--- Start Data for processing ---

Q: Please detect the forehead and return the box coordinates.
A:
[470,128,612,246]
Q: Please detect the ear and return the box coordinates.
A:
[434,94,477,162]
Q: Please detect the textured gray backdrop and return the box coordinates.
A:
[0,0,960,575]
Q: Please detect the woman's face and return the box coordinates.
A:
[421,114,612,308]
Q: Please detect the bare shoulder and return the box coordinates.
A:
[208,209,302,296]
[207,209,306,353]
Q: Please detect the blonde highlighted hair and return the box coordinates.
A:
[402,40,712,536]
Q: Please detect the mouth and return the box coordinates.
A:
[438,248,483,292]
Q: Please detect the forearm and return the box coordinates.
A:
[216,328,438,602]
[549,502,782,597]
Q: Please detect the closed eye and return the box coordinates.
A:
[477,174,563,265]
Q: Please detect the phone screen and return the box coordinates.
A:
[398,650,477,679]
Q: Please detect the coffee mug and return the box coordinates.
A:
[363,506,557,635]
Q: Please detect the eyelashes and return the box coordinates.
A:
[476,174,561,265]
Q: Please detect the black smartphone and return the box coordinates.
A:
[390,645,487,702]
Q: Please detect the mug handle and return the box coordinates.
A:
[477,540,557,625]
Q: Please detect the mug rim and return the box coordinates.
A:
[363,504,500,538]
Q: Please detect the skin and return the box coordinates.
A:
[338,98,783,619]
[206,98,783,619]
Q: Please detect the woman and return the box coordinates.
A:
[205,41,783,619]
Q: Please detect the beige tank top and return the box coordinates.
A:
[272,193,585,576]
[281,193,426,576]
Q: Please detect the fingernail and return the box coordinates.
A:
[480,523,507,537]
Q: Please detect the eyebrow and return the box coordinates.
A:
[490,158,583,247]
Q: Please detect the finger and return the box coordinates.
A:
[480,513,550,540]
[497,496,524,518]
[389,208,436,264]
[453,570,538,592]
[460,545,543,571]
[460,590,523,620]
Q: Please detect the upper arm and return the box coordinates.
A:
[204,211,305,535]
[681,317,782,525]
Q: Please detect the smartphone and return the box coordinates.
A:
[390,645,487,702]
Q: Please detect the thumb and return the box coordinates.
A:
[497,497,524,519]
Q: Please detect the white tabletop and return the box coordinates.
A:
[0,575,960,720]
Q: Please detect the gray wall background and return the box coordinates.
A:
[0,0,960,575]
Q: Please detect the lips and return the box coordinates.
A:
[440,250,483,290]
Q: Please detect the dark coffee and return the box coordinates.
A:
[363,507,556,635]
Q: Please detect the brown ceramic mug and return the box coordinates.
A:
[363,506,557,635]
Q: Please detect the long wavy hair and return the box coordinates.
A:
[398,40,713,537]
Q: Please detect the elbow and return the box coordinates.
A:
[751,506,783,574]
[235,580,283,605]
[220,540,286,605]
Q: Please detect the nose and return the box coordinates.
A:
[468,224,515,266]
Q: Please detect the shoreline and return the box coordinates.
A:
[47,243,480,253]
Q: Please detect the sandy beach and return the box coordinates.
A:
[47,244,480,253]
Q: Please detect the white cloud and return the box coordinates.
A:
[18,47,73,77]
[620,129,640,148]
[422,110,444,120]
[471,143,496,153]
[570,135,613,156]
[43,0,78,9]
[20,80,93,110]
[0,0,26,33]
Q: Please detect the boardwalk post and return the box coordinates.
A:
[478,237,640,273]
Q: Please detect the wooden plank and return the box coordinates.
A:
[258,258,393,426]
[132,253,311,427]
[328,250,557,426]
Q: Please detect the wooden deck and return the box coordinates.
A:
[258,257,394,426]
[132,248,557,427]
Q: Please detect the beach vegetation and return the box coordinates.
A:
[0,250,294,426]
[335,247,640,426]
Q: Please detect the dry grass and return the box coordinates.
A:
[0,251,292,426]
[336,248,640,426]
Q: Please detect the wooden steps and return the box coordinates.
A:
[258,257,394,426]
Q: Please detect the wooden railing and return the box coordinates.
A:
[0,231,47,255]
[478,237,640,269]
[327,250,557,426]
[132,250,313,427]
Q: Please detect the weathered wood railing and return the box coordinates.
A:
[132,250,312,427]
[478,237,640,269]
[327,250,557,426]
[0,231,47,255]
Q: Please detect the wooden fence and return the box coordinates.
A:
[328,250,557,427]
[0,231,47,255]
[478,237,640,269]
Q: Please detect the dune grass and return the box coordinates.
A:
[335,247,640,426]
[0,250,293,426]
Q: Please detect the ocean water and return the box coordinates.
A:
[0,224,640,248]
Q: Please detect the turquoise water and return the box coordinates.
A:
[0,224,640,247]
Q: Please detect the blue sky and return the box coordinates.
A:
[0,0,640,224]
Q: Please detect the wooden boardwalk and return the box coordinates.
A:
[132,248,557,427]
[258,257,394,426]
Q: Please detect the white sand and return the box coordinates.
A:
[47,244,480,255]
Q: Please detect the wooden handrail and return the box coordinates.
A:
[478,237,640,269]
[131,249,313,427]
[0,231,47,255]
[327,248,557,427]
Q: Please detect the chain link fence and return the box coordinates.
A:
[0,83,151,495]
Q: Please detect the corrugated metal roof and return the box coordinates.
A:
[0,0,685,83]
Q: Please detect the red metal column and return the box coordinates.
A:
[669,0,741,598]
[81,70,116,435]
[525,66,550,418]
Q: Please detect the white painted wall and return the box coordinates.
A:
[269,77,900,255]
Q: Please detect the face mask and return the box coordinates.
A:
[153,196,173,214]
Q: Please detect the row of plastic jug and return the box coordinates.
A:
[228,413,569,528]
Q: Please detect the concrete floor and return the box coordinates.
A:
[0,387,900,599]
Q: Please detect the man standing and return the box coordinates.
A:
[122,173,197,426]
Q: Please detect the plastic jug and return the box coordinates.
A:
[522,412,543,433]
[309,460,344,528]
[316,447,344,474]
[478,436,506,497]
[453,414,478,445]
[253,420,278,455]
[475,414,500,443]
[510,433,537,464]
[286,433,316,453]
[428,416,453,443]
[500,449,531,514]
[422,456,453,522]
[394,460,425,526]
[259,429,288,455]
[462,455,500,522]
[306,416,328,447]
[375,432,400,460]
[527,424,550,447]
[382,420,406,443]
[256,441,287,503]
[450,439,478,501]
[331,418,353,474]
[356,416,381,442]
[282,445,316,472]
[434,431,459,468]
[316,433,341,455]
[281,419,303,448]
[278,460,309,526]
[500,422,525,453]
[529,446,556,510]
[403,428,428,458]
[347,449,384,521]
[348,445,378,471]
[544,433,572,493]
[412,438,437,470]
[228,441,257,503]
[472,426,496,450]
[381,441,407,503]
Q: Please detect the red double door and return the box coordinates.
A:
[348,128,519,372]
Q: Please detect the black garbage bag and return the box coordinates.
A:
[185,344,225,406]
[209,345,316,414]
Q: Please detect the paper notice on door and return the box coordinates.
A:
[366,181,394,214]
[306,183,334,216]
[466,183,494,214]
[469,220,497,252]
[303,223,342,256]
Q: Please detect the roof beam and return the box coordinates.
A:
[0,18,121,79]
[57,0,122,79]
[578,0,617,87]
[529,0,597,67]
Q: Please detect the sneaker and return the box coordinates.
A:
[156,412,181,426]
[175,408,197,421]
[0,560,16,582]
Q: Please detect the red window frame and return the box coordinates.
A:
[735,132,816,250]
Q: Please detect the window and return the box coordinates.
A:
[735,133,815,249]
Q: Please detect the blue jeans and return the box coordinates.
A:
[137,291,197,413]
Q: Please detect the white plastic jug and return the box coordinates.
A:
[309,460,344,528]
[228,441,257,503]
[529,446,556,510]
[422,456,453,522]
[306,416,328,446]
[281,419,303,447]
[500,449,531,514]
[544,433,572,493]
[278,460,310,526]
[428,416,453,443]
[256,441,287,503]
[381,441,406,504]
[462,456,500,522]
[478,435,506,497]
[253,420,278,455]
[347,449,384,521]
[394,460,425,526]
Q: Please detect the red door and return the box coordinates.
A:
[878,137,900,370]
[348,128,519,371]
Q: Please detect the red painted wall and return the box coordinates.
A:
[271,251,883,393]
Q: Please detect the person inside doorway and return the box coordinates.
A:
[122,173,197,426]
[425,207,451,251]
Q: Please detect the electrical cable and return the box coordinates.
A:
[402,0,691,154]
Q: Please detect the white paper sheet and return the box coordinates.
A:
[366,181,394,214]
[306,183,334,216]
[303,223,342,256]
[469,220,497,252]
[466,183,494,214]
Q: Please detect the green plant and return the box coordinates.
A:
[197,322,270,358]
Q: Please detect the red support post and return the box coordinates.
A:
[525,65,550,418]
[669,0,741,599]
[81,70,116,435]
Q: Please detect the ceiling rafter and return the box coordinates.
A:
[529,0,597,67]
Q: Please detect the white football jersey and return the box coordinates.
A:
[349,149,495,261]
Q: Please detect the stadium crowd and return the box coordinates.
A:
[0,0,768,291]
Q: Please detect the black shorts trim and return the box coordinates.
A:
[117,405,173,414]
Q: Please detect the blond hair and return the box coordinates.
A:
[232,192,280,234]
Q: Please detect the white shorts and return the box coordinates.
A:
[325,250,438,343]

--- End Data for processing ---

▶ _Your objective_:
Starting with the line containing "Q: Please detect the red window" and going on through the line containing "[137,291,197,413]", write those lines out again with "denim jeans" substituted for "blue jeans". Leave everything else unchanged.

▶ _Solution to the problem_:
Q: Please detect the red window frame and return the box coordinates.
A:
[735,132,816,250]
Q: Please detect the window and return the box coordinates.
A:
[735,133,815,249]
Q: Please detect the denim jeans and return the box coordinates.
A:
[137,291,197,413]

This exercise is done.